What is needed:
Can you format the stretch of the listing from its start through the line containing "22L106 22L109 20L109" as a numbered list, leaving out blank lines?

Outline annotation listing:
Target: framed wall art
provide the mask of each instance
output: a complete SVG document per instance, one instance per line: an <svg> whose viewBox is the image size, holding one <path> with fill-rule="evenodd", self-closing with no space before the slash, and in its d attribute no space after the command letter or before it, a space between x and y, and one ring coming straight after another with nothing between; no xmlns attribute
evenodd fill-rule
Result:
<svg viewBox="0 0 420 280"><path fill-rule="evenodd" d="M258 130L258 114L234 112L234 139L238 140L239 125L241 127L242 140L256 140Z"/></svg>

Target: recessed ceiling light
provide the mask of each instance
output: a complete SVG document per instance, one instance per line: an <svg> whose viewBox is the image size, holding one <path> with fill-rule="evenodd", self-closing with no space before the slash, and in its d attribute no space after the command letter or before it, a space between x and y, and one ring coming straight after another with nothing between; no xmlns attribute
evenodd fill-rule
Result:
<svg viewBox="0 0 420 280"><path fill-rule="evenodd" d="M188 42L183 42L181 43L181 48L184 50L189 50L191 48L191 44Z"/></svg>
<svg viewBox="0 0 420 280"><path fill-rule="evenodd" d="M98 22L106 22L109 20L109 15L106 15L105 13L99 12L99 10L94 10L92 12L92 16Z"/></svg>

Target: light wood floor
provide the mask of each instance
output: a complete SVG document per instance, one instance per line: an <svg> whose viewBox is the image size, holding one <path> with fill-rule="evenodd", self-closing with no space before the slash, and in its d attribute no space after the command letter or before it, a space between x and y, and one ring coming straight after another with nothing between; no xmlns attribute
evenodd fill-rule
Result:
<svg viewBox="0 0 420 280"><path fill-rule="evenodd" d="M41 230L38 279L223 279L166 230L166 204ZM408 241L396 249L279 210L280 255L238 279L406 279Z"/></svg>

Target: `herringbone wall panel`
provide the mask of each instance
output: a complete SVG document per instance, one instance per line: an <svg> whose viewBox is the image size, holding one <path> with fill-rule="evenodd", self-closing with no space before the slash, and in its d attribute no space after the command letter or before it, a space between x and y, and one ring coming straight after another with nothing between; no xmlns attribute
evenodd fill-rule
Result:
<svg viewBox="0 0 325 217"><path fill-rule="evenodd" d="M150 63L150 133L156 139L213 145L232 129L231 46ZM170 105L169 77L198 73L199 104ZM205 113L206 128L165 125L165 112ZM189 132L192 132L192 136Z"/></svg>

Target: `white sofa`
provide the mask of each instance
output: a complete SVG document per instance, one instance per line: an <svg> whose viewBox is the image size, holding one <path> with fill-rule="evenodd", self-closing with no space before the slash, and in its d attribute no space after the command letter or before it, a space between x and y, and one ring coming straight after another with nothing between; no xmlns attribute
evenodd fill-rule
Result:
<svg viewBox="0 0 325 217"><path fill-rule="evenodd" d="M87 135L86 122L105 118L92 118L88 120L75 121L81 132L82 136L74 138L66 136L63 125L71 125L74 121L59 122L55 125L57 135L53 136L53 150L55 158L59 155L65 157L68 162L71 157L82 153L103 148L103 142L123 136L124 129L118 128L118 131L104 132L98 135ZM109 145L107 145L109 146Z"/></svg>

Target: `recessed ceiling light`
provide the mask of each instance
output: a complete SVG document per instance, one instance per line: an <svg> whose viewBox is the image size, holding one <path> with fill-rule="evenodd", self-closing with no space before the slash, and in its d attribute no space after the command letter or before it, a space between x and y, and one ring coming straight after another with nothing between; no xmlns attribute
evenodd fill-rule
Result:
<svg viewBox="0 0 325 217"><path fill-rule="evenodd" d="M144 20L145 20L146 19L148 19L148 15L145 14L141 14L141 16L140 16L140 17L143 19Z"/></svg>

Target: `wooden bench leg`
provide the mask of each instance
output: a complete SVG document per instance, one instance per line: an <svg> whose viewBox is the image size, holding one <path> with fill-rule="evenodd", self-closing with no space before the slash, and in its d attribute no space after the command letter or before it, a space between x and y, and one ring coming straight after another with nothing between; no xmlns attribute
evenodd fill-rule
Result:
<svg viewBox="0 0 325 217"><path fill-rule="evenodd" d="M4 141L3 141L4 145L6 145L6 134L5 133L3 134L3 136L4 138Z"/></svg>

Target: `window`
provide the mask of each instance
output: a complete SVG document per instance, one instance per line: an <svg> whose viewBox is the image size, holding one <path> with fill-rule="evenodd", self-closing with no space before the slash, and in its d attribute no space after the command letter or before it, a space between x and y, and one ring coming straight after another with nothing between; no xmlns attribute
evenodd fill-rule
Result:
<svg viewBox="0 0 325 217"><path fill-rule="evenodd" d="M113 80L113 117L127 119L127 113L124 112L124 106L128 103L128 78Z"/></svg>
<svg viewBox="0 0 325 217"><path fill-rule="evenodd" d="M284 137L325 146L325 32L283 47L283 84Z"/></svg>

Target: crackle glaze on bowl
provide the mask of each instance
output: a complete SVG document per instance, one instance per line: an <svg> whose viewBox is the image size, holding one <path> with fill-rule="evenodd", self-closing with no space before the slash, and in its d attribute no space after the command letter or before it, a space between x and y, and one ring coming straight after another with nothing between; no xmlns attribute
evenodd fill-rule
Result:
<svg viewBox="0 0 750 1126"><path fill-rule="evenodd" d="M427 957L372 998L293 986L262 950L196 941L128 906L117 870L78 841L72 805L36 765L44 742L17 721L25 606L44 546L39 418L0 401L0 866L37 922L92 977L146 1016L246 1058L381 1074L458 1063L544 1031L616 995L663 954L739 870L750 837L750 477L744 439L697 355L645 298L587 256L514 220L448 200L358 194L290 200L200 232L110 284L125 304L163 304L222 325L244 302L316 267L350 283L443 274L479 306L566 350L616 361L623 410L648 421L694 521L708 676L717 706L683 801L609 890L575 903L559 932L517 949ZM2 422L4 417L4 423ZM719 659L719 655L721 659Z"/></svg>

Solution to this problem:
1. Target: framed wall art
2. provide the mask of each instance
3. output: a complete SVG document per instance, one instance per line: an <svg> whose viewBox is the image size, holding one <path> with fill-rule="evenodd", self-closing with no space before the slash, and in its d attribute no space after the command letter or before it, a space between x and y, and one ring coming straight after another with nothing between; no xmlns attribute
4. evenodd fill-rule
5. Result:
6. <svg viewBox="0 0 420 280"><path fill-rule="evenodd" d="M258 130L258 114L234 112L234 139L238 140L239 125L241 127L242 140L256 140Z"/></svg>
7. Target: recessed ceiling light
8. provide the mask of each instance
9. output: a complete SVG document per instance, one instance per line: an <svg> whose viewBox is the image size, holding one <path> with fill-rule="evenodd", self-closing with no space before the slash, and in its d attribute no space after the command letter or before it, a space between x and y, and one ring coming straight after another with nothing between; no xmlns attribute
10. evenodd fill-rule
11. Result:
12. <svg viewBox="0 0 420 280"><path fill-rule="evenodd" d="M188 42L183 42L181 43L181 48L184 50L189 50L191 48L191 44Z"/></svg>
13. <svg viewBox="0 0 420 280"><path fill-rule="evenodd" d="M98 22L106 22L109 20L109 15L106 15L105 13L99 12L99 10L94 10L92 12L92 16Z"/></svg>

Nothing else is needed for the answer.